Answer these questions from the junior developer's account below:
(a) How long ago did the writer join the company?
(b) For how long has the senior developer been ignoring the writer?
(c) What does the senior developer ask the manager to do once a new feature is out?

EXCERPTED TEXT ▸
────────────────────────────────────────

0

I am a junior software developer. I joined one of the big tech companies a year ago, immediately after graduating.

I joined a team that has one developer, he is a senior dev.

In the first half of the year, we didn't get along much, but things were more or less fine. I thought that the reason might be different mindsets. I came directly from college, so I am still fresh with theoretical knowledge, he's experienced and knows how things work in real life.

After the first half of the year, I decided to follow what he wants for everything, as an attempt to learn and resolve conflicts. This reduced the number of conflicts / intense discussions a lot.

However, for the past 4 months, he has been ignoring me completely. For example:

  • When I am assigned to develop a new feature, I write my proposal for the solution, and share it with him to get his feedback. I thought this would reduce the amount of re-work since we'd both agree on the solution. But he always comes with answers like "do it yourself now, and I'll check later" or "I think your solution is fine, I only have some points which I consider subjective not objective so you can go ahead with your solution"

Then when the feature goes life, he asks the manager to redo the feature since it has potential flaws and it'll give us a headache in the future.

────────────────────────────────────────

Saved data entries:
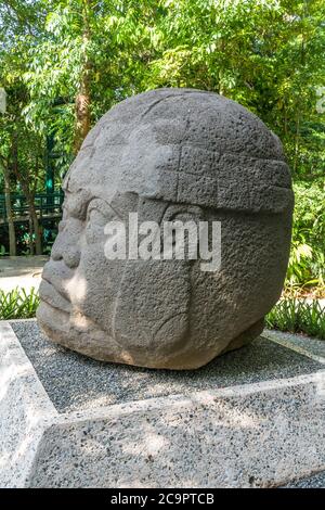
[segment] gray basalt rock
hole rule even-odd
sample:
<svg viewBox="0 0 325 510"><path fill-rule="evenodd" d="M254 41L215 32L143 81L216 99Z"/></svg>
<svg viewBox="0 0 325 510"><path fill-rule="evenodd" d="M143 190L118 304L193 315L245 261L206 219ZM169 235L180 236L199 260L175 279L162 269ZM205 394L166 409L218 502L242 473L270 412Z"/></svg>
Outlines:
<svg viewBox="0 0 325 510"><path fill-rule="evenodd" d="M158 89L113 107L64 181L40 285L48 336L96 359L198 368L262 330L288 262L294 196L280 140L211 92ZM221 222L221 266L109 259L108 221Z"/></svg>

────────────────────────────────────────

ANSWER FOR THIS EXERCISE ▸
(a) A year ago, right after graduating.
(b) For the past 4 months.
(c) To redo the feature, because it has potential flaws that would cause a headache in the future.